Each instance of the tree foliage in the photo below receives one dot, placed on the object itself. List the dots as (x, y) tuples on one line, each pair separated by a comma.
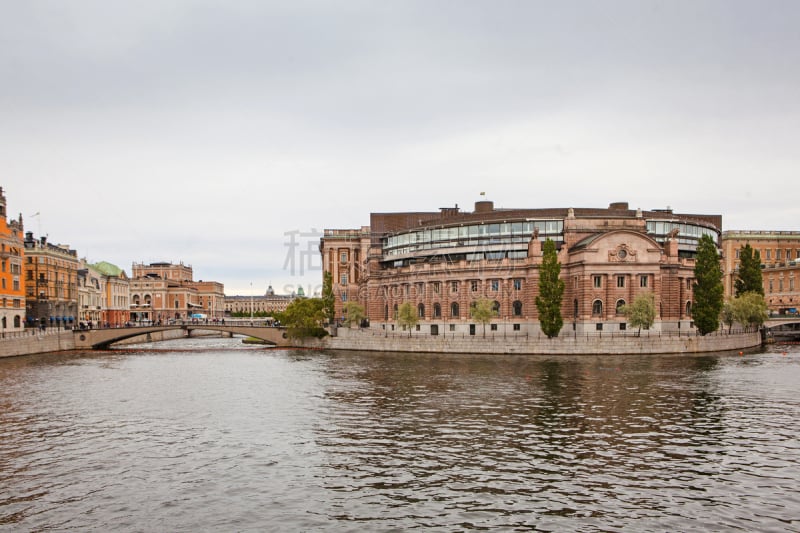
[(641, 313), (749, 278), (728, 316), (482, 311), (551, 291), (708, 289), (407, 316), (327, 296), (353, 314), (750, 309), (304, 318)]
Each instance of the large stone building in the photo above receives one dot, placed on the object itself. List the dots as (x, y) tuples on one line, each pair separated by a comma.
[(443, 261), (51, 283), (12, 289), (116, 296), (261, 305), (780, 265), (167, 291)]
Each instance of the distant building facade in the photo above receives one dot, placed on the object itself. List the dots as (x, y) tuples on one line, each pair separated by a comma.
[(167, 291), (116, 296), (12, 287), (267, 303), (442, 262), (780, 265)]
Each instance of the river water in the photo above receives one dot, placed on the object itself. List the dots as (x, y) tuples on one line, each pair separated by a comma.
[(214, 435)]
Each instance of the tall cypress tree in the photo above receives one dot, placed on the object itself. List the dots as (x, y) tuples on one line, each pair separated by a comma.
[(749, 279), (708, 289), (551, 291)]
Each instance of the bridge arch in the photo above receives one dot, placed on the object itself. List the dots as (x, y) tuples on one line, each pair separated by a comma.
[(99, 339)]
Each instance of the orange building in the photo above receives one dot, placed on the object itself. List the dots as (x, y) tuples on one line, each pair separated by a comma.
[(12, 290), (442, 262)]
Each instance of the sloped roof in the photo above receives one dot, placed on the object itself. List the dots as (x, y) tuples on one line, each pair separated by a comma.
[(107, 269)]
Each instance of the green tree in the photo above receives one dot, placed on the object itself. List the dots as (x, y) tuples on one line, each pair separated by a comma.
[(407, 316), (728, 315), (641, 313), (748, 278), (304, 318), (551, 291), (482, 311), (708, 289), (750, 309), (353, 314), (327, 296)]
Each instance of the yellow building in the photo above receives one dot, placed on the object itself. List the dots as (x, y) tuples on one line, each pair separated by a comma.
[(12, 291), (780, 265)]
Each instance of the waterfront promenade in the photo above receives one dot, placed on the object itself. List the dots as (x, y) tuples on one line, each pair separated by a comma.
[(646, 342)]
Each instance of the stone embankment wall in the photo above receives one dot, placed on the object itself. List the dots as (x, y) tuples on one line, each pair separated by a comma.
[(367, 340), (54, 340), (36, 341)]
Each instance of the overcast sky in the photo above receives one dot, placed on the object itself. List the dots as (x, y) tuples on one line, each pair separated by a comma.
[(214, 133)]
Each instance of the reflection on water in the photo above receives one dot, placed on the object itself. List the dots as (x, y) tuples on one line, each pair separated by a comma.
[(208, 434)]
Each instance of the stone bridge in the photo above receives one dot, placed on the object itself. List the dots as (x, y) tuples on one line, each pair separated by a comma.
[(103, 338)]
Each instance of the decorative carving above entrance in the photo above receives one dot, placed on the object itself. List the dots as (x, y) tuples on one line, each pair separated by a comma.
[(621, 254)]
* * *
● What you have to do
Reproduce all of the rows above word for word and in their original order, leaving out the pictures.

● Exercise output
Each instance of the tree foliage in the photo below receives one dot, placed on the object itself. List the dots as (x, y) tuples on one line, each pair separated by a comma.
[(641, 313), (749, 278), (728, 316), (482, 311), (551, 291), (708, 289), (407, 316), (327, 296), (353, 314), (750, 309), (304, 318)]
Each instance of the large stone building in the photo above receives one dot, placed on the object itself. List the dots as (x, y) tuples on one line, each pair separated by a comma.
[(443, 261), (51, 283), (12, 289), (116, 296), (261, 305), (780, 265), (167, 291)]
Each instance of the distant building facade in the photo above receives one dot, placed on the object itself. List the dots as (x, y) tuples on one line, each pair separated by a comma.
[(167, 291), (116, 296), (12, 287), (267, 303), (442, 262), (780, 265)]
Each instance of the river water in the photo above receives one dot, placed on the object itself. List the dots as (x, y) tuples on one line, each pair separated by a comma.
[(214, 435)]
Each instance of the tall cypress tree in the photo above receives one dot, placed on the object itself. List the dots as (x, y) tuples on one line, each pair separated by a comma.
[(749, 279), (708, 289), (551, 291)]
Each instance of the bridge arch in the photo above receives one dot, placed on the object itself. List the dots as (x, y) tuples on one line, each pair separated by a comma.
[(99, 339)]
Each instance of the orange building in the photo above receives one dot, placed on the object itself. List the dots as (x, y) tuples on one line, each pair separated by a comma.
[(12, 290), (442, 262)]
Each instance of the sloped roof in the photo above receives one dot, placed on the object itself. List the dots as (x, y) tuples on one line, each pair separated by a comma.
[(107, 269)]
Each instance of the green tree in the photo above receives one dot, placed on the object itself. List the dots as (x, y) tuples on one line, each pair separated by a comma.
[(407, 316), (728, 315), (641, 313), (748, 278), (304, 318), (551, 291), (482, 311), (708, 289), (750, 309), (353, 314), (327, 296)]
Each instance of the yellow building in the photo above receives one dot, placed on the object itself. List the dots as (x, y) tuples on one line, each pair separated by a comma.
[(12, 291), (780, 265)]
Each instance of the waterfront promenade in the photo above receives one dot, placed on the object itself. List the dots as (x, y) tuples on one line, each pair separated by a comma.
[(646, 342)]
Each instance of the stone embankment wall in the photo above receives one dot, placed on the object itself. List the dots as (x, y) tuples on one line, each pair separated by a comma.
[(367, 340), (54, 340), (36, 341)]
Each instance of the overcast sky in the photo above receives one dot, placed on the object itself. List the dots as (x, y) tuples on one line, each pair separated by a comma.
[(214, 133)]
Each instance of the reflection on water in the photo above receives one dot, placed on the object itself. List the dots as (x, y) tuples on one line, each pair separated by a comma.
[(208, 434)]
Each instance of the stone bridge in the photo above receives one dot, placed on the object itself. List the dots as (x, y) tuples on one line, each pair separated by a comma.
[(103, 338)]
Each instance of the decorative carving above entrance in the photo above receives one dot, placed on the object itself. List the dots as (x, y) tuples on one line, each pair separated by a comma.
[(621, 254)]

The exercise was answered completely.